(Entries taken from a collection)

═══

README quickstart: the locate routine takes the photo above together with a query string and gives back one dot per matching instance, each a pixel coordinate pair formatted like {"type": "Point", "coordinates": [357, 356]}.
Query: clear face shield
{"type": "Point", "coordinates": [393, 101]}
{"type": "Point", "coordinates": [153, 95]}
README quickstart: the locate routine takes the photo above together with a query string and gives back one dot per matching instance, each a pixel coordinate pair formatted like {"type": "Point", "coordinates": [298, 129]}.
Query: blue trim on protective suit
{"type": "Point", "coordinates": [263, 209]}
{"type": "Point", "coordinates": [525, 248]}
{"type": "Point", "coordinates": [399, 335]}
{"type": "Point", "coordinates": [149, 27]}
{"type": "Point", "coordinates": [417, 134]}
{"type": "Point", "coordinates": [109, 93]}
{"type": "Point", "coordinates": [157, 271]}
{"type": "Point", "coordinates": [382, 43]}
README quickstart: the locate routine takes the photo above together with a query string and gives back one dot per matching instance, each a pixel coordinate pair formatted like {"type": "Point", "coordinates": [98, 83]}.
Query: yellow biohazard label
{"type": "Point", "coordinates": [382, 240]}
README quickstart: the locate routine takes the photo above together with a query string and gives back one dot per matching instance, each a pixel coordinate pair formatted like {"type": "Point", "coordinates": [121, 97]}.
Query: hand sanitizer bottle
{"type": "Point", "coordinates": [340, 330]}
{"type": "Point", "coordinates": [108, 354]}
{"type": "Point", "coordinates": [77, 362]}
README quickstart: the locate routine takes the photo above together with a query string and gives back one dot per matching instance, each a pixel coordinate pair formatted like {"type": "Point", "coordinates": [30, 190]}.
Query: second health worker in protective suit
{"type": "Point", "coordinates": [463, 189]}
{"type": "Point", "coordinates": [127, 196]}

═══

- _WHAT YOU SHOULD DO_:
Output all of the data exactly.

- _EXERCISE OUTPUT_:
README quickstart: the locate routine takes the photo above together with a query string and gives back one dot per matching instance, each a pixel coordinate pair formatted like {"type": "Point", "coordinates": [357, 356]}.
Query: clear face shield
{"type": "Point", "coordinates": [393, 101]}
{"type": "Point", "coordinates": [153, 95]}
README quickstart: the locate routine takes the photo above together with a query string and gives back one dot per matching instance, each a pixel coordinate pair formatted like {"type": "Point", "coordinates": [298, 129]}.
Query: blue trim on protective suit
{"type": "Point", "coordinates": [263, 209]}
{"type": "Point", "coordinates": [525, 248]}
{"type": "Point", "coordinates": [399, 335]}
{"type": "Point", "coordinates": [149, 27]}
{"type": "Point", "coordinates": [417, 134]}
{"type": "Point", "coordinates": [109, 93]}
{"type": "Point", "coordinates": [157, 271]}
{"type": "Point", "coordinates": [382, 43]}
README quickstart: the locate routine takes the photo above together with a query string and gives back one dot per matching instance, each a pixel coordinate pair formatted like {"type": "Point", "coordinates": [98, 83]}.
Query: yellow biohazard label
{"type": "Point", "coordinates": [382, 240]}
README quickstart: the locate routine takes the photo above together with a query string and gives back one dot per matching instance, each a pixel coordinate pair formatted like {"type": "Point", "coordinates": [121, 97]}.
Query: hand sanitizer bottle
{"type": "Point", "coordinates": [340, 330]}
{"type": "Point", "coordinates": [108, 354]}
{"type": "Point", "coordinates": [77, 362]}
README quickstart: the locate routine takes the photo above together with a query string and gives back one dot per matching instance, each a pixel coordinate pair formatted like {"type": "Point", "coordinates": [30, 190]}.
Query: second health worker in protective suit
{"type": "Point", "coordinates": [463, 189]}
{"type": "Point", "coordinates": [127, 196]}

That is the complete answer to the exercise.